Excerpted text:
•••

I have been asked several times in the past 24 hours, "Have you heard from her yet?" No, I haven't. They were told cell phones probably would not work where they were going...2 1/2 hours north east of Managua...and that the only communication might be an internet cafe. So I dutifully check email. When I do hear, I will let you know.
Rose has gone into her "Mamma's gone frump." She gets like this when Aleene is not around. I suppose I don't help matters because the level of activity slows down considerably when she is gone. I run for groceries only if I have to and when home I am writing or watching TV or sleeping. Yesterday I ventured out to Target to get dog food and some other Target items. No stops; just in the van, up the road, and back. The car wash lines were huge, so I put off getting gas too. Came back home and ate a salad and watched navy videos. I have a video of the FDR that was shot the first year I was aboard. Frank McGee from NBC News...remember him?...narrated a one hour piece that is all flight deck...in fact, that is its title. I have only had this tape about two years and I think this is the third time I watched it. Too many memories. I cry when I see familiar faces of the pilots and officers I knew on the flight deck. They haven't aged a bit and I have...not fair.
The heart of the story is that during the 24 hours this was shot in late April 1964 on our way to the Med we lost a pilot. They capture that of course. We lost five aircraft and seven crew members that cruise. I always went to the memorial services if I was not on watch. We would dress up in our tropical whites and assemble on the foc'sle (forecastle). On Roosevelt it is the furthest forward you can get under the flight deck and is all trimmed out in white. The anchor chain (each link weighs 2K pounds) runs across the deck with the big windlesses all painted black. You could probably accommodate 75 people in theater seating. Our chaplains did a masterful job. Sometimes we knew the crewmember that died and sometimes not.

•••

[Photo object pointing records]
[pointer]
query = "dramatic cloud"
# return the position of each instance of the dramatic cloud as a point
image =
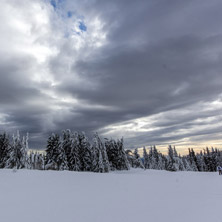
(150, 71)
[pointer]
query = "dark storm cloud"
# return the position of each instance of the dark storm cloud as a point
(158, 58)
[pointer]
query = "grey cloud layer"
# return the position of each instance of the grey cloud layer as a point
(158, 57)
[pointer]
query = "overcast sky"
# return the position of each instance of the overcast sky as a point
(150, 71)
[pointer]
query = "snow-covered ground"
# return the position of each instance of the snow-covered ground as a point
(136, 195)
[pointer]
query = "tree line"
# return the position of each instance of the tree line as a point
(73, 151)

•••

To be done:
1) According to the blog post, how many aircraft were lost during that cruise?
2) Please say whether each statement agrees with the blog post, answering yes or no and quoting the deciding words: (a) The flight deck video was narrated by Frank McGee of NBC News. (b) The writer got gas on the way back from Target. (c) Each link of the anchor chain weighs 2K pounds.

Answers for this exercise:
1) Five aircraft.

2)
(a) Yes: "Frank McGee from NBC News...remember him?...narrated a one hour piece that is all flight deck"
(b) No: "The car wash lines were huge, so I put off getting gas too."
(c) Yes: "each link weighs 2K pounds"